■ **REQUIREMENTS**:
[a] List every philosophy or ethical system named in the blog post on feminism below.
[b] In the blog post on feminism below, what does the author say feminism largely ignores?
[c] From the blog post on feminism below, reproduce the passage that opens with the words containing "Feminism, as I’ve" and closes with "and skeptic groups.".

I’ve pissed off feminists in my day. The reasons they give are going to revolve around me not understanding this or that, not automatically agreeing with them in the details, etc. (‘You don’t agree with me on this issue! Sexist!’ … ‘Why?’ … ‘Because!’) Basically, nothing specific.
But the problem isn’t some deep misogyny on my part. (Disagreement about what a picture of fat people means does not somehow magically equal hating women.) The problem, instead, is one of philosophical structure.
Feminism, as I’ve argued in the past, is a philosophy of consequence. It largely ignores intention, instead focusing upon the result of an action. It’s about as advanced as libertarianism. Of course, both philosophies have value, but when they’re promoted at the expense of everything else, they’re mere ideologies which inevitably lead to absurd conclusions. The same is true of all ethical and moral systems, including the ever-so-popular utilitarianism and egalitarianism (both of which I tend towards).
I got thinking about this because of a post by PZ on the lack of women in atheist and skeptic groups.
So I’m going to try something a little different. Instead of telling you my opinion, I’m going to forgo the essential principle of blogging (which is “Me! Me!”) and just ask people, especially women, to leave links to their godless/skeptical feminist blog or make suggestions or gripe or tell me what these stupid male-dominated conventions have to do to correct the imbalance…I shall be a passive receptacle for your ideas.

■ **RECORDED DATA**:
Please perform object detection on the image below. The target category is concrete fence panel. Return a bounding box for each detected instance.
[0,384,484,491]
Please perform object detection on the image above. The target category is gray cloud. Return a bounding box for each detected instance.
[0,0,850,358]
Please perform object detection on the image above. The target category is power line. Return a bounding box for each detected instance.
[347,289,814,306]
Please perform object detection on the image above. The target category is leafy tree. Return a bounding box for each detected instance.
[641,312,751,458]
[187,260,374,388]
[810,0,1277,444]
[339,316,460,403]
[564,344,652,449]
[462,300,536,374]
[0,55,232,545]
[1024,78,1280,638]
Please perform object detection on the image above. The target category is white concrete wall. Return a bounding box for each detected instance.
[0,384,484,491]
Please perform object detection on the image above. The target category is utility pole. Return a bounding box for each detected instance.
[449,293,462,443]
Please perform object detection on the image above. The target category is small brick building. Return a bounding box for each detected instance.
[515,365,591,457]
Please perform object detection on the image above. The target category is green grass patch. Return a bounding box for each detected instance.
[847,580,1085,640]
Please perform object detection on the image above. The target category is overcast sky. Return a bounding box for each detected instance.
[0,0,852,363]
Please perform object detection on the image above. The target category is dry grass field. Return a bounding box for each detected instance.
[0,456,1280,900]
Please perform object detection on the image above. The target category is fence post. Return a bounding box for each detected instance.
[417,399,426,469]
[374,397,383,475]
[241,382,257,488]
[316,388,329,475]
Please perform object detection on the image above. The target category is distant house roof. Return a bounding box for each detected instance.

■ **RESPONSES BY TASK**:
[a]
feminism
libertarianism
utilitarianism
egalitarianism

[b] Intention.

[c]
Feminism, as I’ve argued in the past, is a philosophy of consequence. It largely ignores intention, instead focusing upon the result of an action. It’s about as advanced as libertarianism. Of course, both philosophies have value, but when they’re promoted at the expense of everything else, they’re mere ideologies which inevitably lead to absurd conclusions. The same is true of all ethical and moral systems, including the ever-so-popular utilitarianism and egalitarianism (both of which I tend towards).
I got thinking about this because of a post by PZ on the lack of women in atheist and skeptic groups.